#### TASK TO CARRY OUT:
Take the line that contains "target | black sunglasses" as the first line and the last line of the material below as the final one; reproduce exactly the lines between, inclusive.

#### Dataset excerpt:
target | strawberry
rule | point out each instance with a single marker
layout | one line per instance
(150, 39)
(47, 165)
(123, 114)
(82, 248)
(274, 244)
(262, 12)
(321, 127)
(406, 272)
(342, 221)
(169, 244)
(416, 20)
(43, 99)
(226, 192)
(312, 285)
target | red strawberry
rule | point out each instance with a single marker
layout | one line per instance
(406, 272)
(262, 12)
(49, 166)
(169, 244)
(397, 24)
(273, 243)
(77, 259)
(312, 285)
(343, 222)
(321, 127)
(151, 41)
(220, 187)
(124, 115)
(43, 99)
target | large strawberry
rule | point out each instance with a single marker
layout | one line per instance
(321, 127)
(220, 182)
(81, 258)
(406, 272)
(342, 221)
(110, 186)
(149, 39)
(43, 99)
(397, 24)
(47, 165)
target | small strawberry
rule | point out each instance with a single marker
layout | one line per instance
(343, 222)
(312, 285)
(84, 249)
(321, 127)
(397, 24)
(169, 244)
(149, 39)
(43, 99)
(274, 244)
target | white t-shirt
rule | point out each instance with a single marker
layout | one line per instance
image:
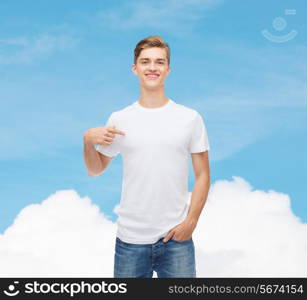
(155, 152)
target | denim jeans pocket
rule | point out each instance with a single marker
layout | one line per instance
(186, 241)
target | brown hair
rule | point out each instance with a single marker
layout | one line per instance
(149, 42)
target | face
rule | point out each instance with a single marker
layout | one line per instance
(152, 67)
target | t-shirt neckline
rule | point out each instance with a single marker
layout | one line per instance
(166, 105)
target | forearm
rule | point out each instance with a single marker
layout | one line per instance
(91, 158)
(198, 198)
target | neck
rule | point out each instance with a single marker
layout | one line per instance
(153, 98)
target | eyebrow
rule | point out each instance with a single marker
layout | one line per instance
(146, 58)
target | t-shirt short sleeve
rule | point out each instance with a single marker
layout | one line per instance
(199, 141)
(111, 150)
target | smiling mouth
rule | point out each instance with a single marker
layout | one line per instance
(152, 76)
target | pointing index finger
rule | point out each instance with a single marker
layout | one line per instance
(115, 131)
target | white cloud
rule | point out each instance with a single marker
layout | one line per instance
(169, 15)
(241, 232)
(25, 49)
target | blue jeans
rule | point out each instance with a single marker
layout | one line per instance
(170, 259)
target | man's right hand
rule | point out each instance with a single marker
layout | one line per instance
(101, 135)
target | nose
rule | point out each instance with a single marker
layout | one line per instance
(152, 66)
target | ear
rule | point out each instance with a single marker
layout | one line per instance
(133, 68)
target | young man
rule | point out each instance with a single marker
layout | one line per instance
(155, 136)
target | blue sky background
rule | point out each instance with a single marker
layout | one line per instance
(66, 65)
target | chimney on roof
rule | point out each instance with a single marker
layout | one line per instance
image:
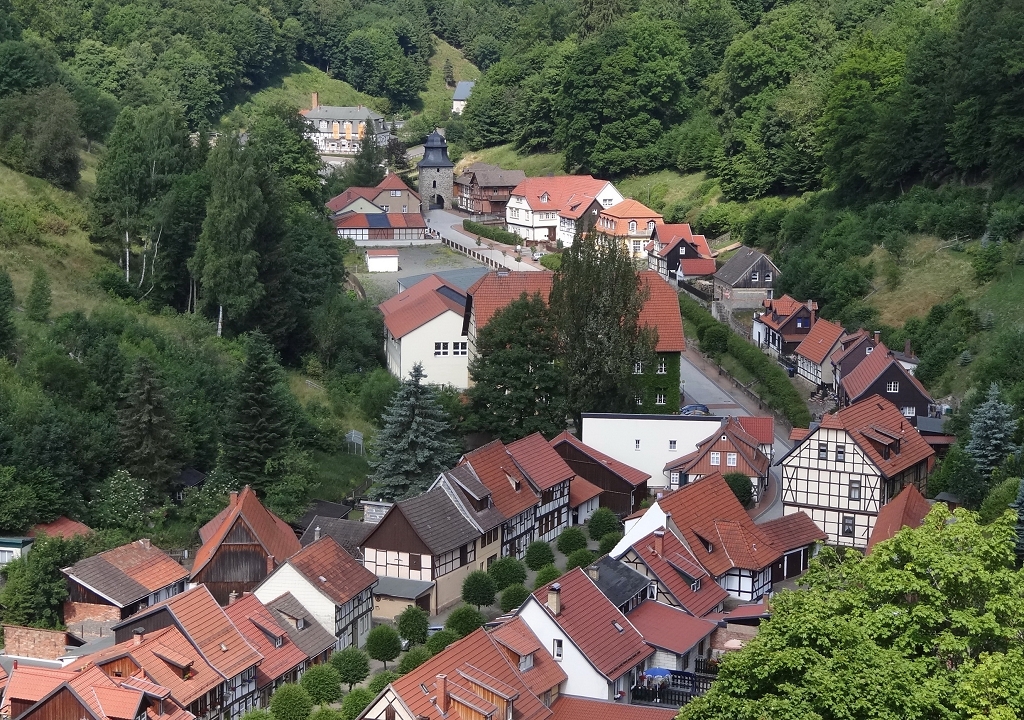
(442, 699)
(555, 598)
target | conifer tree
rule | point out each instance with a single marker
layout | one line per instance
(991, 432)
(8, 334)
(414, 447)
(258, 422)
(145, 426)
(37, 304)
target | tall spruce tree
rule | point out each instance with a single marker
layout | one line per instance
(518, 383)
(415, 443)
(8, 334)
(596, 300)
(258, 427)
(992, 428)
(145, 427)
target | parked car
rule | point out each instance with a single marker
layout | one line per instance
(695, 409)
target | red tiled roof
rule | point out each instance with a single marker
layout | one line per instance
(670, 628)
(540, 461)
(708, 511)
(905, 510)
(793, 532)
(670, 567)
(628, 473)
(254, 621)
(273, 534)
(761, 428)
(590, 619)
(495, 466)
(332, 570)
(582, 490)
(572, 708)
(820, 341)
(61, 526)
(418, 305)
(867, 371)
(863, 419)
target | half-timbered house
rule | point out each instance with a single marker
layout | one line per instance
(241, 546)
(844, 471)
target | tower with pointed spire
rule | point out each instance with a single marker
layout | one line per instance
(436, 173)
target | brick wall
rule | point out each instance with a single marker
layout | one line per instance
(33, 642)
(83, 611)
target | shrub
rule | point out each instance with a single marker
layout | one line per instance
(439, 640)
(465, 620)
(413, 624)
(602, 522)
(381, 680)
(352, 665)
(740, 486)
(413, 659)
(323, 683)
(571, 540)
(546, 575)
(291, 702)
(608, 543)
(478, 589)
(507, 570)
(539, 554)
(580, 558)
(354, 703)
(383, 643)
(513, 596)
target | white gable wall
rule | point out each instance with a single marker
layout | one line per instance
(616, 435)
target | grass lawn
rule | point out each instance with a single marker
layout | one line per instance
(505, 156)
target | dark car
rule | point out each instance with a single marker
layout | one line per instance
(695, 409)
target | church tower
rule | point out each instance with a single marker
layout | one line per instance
(436, 173)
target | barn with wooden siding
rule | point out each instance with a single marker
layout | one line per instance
(623, 488)
(241, 547)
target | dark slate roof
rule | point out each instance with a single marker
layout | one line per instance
(739, 264)
(313, 638)
(321, 508)
(348, 534)
(617, 581)
(438, 522)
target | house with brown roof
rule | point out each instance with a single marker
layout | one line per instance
(908, 509)
(586, 632)
(814, 352)
(424, 325)
(676, 253)
(241, 546)
(484, 189)
(622, 486)
(631, 220)
(331, 584)
(119, 583)
(679, 580)
(283, 660)
(660, 312)
(188, 645)
(729, 449)
(843, 472)
(430, 545)
(782, 325)
(880, 373)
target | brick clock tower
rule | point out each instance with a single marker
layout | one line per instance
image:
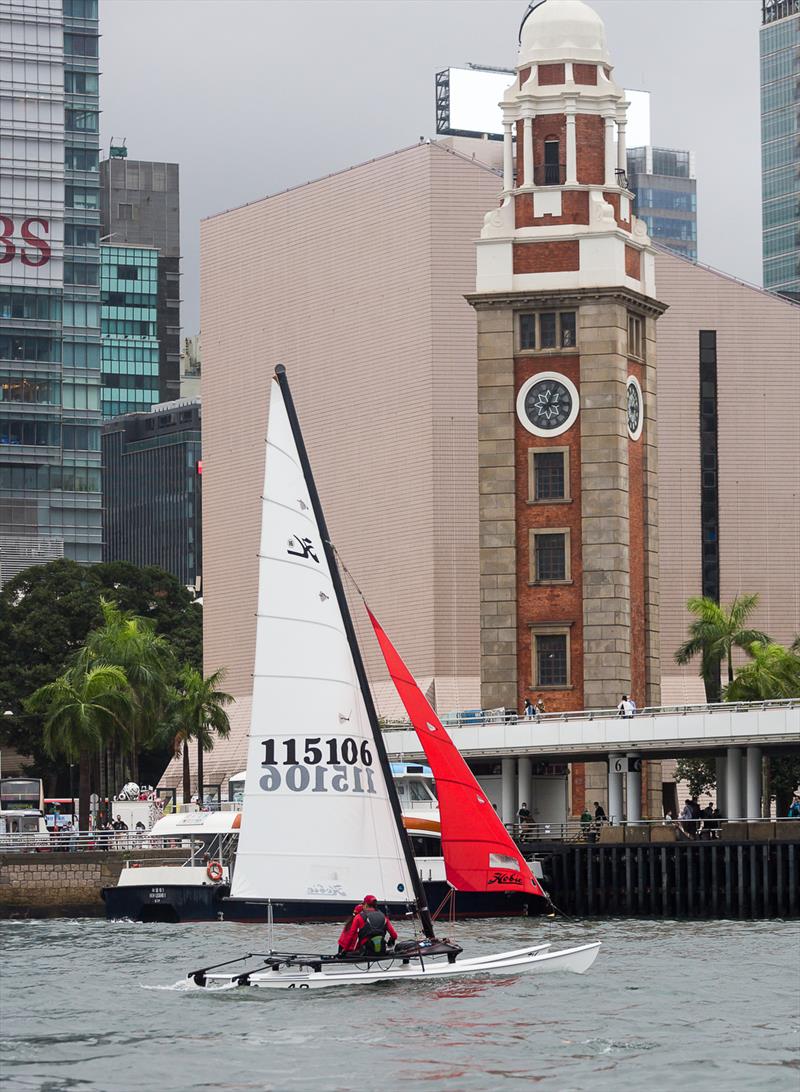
(566, 311)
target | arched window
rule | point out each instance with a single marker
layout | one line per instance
(552, 161)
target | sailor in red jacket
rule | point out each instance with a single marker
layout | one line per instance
(368, 929)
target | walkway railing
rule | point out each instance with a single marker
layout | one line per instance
(702, 829)
(473, 717)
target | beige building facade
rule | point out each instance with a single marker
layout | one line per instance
(357, 284)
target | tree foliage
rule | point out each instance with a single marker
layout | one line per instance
(81, 710)
(198, 710)
(46, 615)
(700, 773)
(773, 673)
(714, 634)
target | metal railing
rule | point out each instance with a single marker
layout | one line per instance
(90, 841)
(475, 717)
(574, 830)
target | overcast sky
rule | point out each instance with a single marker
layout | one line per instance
(253, 96)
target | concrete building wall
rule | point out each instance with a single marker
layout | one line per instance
(356, 284)
(759, 452)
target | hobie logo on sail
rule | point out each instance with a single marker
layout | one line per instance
(306, 550)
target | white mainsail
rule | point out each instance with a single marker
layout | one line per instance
(318, 822)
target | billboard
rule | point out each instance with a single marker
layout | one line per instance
(467, 102)
(467, 105)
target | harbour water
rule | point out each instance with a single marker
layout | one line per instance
(90, 1005)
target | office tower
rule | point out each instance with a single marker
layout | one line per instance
(129, 311)
(49, 284)
(665, 188)
(140, 208)
(780, 145)
(152, 478)
(191, 360)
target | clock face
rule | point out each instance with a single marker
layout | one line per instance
(547, 404)
(634, 407)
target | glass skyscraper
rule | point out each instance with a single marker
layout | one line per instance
(780, 145)
(129, 294)
(666, 197)
(49, 284)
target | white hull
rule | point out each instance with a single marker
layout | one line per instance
(536, 958)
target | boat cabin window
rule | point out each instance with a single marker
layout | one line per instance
(418, 791)
(426, 846)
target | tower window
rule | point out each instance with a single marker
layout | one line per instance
(549, 474)
(635, 336)
(550, 656)
(550, 556)
(539, 331)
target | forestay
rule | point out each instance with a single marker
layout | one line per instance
(478, 852)
(318, 823)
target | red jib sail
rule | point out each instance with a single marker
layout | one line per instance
(478, 852)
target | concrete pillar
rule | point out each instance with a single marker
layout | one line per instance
(527, 151)
(621, 150)
(733, 785)
(721, 784)
(571, 150)
(523, 781)
(633, 788)
(610, 177)
(753, 782)
(509, 768)
(508, 158)
(616, 764)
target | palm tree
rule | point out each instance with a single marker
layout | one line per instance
(81, 710)
(127, 641)
(198, 711)
(714, 634)
(774, 673)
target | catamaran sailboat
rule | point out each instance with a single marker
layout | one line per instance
(319, 774)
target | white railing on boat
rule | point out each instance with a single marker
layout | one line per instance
(527, 834)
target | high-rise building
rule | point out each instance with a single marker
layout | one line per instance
(49, 284)
(152, 478)
(780, 145)
(129, 312)
(140, 206)
(665, 189)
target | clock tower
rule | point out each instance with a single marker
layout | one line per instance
(566, 312)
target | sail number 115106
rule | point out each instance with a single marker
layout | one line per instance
(318, 766)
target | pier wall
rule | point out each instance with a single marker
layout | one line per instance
(731, 879)
(61, 885)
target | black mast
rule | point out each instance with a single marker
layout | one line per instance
(342, 598)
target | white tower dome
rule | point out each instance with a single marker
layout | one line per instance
(563, 31)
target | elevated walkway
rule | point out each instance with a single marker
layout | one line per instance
(665, 732)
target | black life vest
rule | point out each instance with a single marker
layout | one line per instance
(374, 924)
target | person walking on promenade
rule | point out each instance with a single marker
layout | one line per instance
(625, 707)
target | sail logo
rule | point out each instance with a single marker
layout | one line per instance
(513, 878)
(306, 550)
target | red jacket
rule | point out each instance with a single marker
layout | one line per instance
(349, 940)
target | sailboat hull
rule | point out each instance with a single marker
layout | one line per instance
(539, 958)
(179, 902)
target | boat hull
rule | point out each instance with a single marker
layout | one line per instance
(577, 960)
(212, 902)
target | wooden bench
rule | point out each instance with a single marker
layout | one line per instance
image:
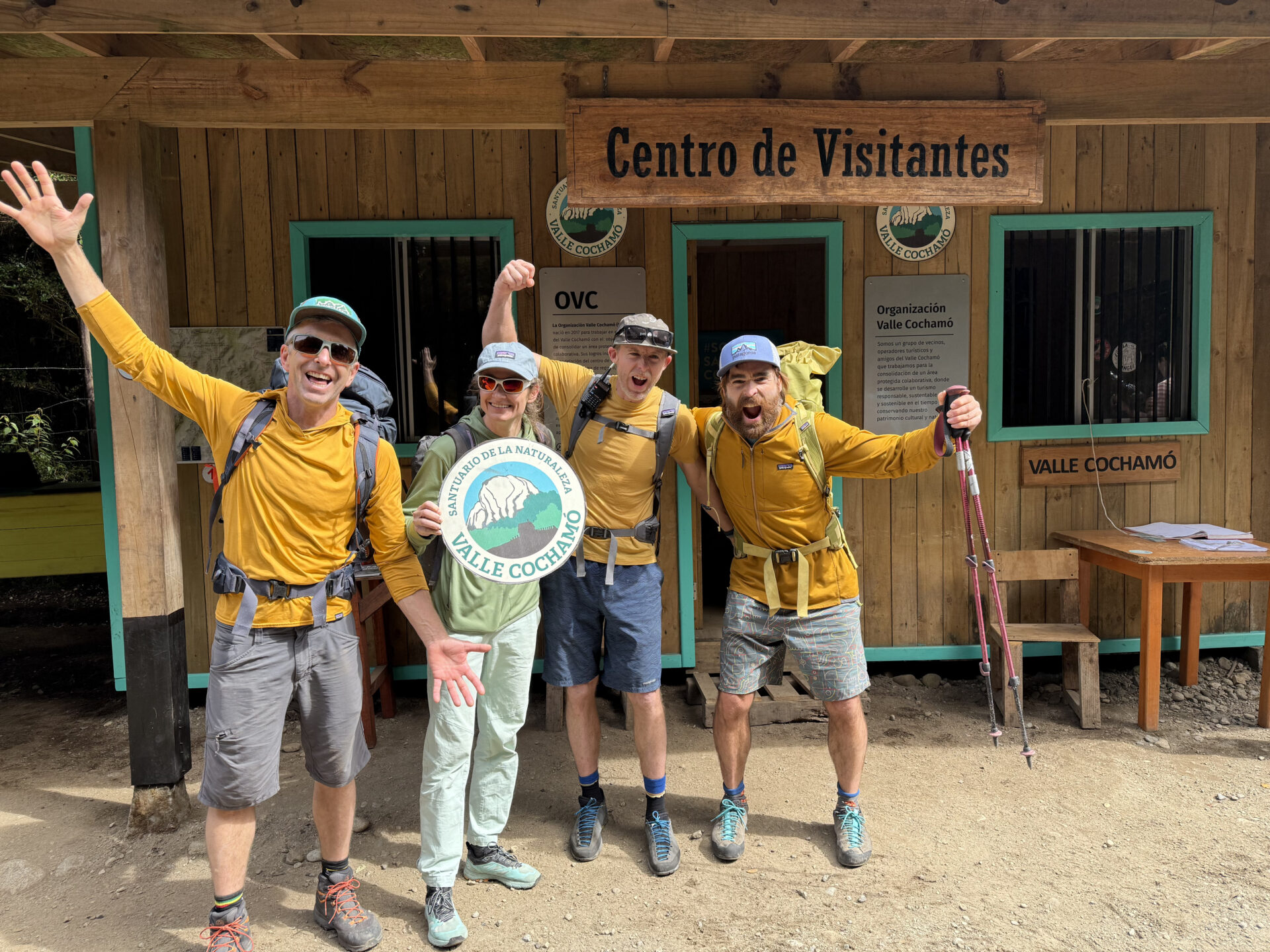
(378, 680)
(1080, 644)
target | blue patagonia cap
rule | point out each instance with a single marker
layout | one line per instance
(512, 357)
(748, 347)
(329, 309)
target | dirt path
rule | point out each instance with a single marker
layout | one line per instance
(1111, 843)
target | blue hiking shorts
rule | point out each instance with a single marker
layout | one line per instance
(626, 617)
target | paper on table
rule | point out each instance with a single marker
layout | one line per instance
(1181, 531)
(1222, 545)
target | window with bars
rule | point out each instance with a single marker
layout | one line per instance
(1099, 319)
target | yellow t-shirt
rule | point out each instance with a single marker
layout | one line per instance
(290, 508)
(618, 474)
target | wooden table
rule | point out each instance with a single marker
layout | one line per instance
(1156, 564)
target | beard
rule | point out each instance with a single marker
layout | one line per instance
(753, 427)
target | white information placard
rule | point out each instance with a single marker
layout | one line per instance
(581, 309)
(917, 342)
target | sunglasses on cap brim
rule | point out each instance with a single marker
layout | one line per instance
(509, 385)
(644, 335)
(312, 346)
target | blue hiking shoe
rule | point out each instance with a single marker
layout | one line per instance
(585, 842)
(444, 928)
(854, 843)
(663, 850)
(494, 863)
(728, 837)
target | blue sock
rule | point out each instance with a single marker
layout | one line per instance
(654, 797)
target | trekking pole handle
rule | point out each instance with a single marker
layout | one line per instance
(949, 397)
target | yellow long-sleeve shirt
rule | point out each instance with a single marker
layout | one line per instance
(290, 508)
(775, 503)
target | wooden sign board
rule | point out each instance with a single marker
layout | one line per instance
(648, 153)
(1114, 462)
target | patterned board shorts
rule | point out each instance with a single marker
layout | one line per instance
(826, 647)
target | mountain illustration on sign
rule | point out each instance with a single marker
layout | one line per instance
(916, 226)
(513, 518)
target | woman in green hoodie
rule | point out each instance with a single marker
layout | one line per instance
(476, 610)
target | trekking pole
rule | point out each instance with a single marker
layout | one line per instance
(970, 493)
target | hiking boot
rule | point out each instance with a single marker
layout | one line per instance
(338, 910)
(444, 928)
(855, 846)
(585, 842)
(728, 837)
(229, 931)
(487, 863)
(663, 850)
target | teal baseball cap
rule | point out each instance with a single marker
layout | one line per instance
(329, 309)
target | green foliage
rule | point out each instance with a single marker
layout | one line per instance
(54, 462)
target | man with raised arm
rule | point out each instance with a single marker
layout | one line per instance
(618, 430)
(288, 520)
(793, 582)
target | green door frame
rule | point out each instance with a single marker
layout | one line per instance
(828, 231)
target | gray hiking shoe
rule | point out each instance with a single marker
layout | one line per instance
(335, 909)
(585, 842)
(854, 843)
(728, 837)
(663, 850)
(229, 931)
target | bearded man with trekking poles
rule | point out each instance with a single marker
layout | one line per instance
(619, 430)
(794, 586)
(317, 489)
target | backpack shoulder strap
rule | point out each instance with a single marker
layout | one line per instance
(247, 438)
(579, 422)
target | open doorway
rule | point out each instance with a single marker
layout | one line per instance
(775, 287)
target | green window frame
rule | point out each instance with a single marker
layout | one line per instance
(1202, 299)
(302, 231)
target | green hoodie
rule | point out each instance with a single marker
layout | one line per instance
(468, 604)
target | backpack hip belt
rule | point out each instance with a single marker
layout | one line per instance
(650, 530)
(647, 531)
(228, 579)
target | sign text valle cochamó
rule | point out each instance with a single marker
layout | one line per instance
(680, 153)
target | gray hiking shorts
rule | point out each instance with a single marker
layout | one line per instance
(252, 681)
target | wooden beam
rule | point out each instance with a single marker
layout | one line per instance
(489, 18)
(476, 48)
(384, 95)
(1016, 50)
(1206, 48)
(842, 50)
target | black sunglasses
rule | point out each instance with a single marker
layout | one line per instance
(312, 346)
(644, 335)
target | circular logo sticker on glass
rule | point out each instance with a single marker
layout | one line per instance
(512, 510)
(916, 231)
(586, 233)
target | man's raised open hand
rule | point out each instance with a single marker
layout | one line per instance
(41, 212)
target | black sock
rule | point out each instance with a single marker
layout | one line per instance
(224, 903)
(654, 804)
(593, 791)
(329, 866)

#### FINISHED TASK:
target | black sunglasses
rule | point out each instance with a single marker
layout | one line per instance
(312, 346)
(644, 335)
target | circular logo sticker on glass
rule | point out each instance with a single marker
layout | one line per instance
(512, 510)
(916, 231)
(586, 233)
target | man's raised open hand
rule | point out each instance with a single marker
layout | one line per instance
(41, 212)
target | black sock
rule | point out each instance with a single marker
layout | one line per instance
(224, 903)
(654, 804)
(593, 791)
(329, 866)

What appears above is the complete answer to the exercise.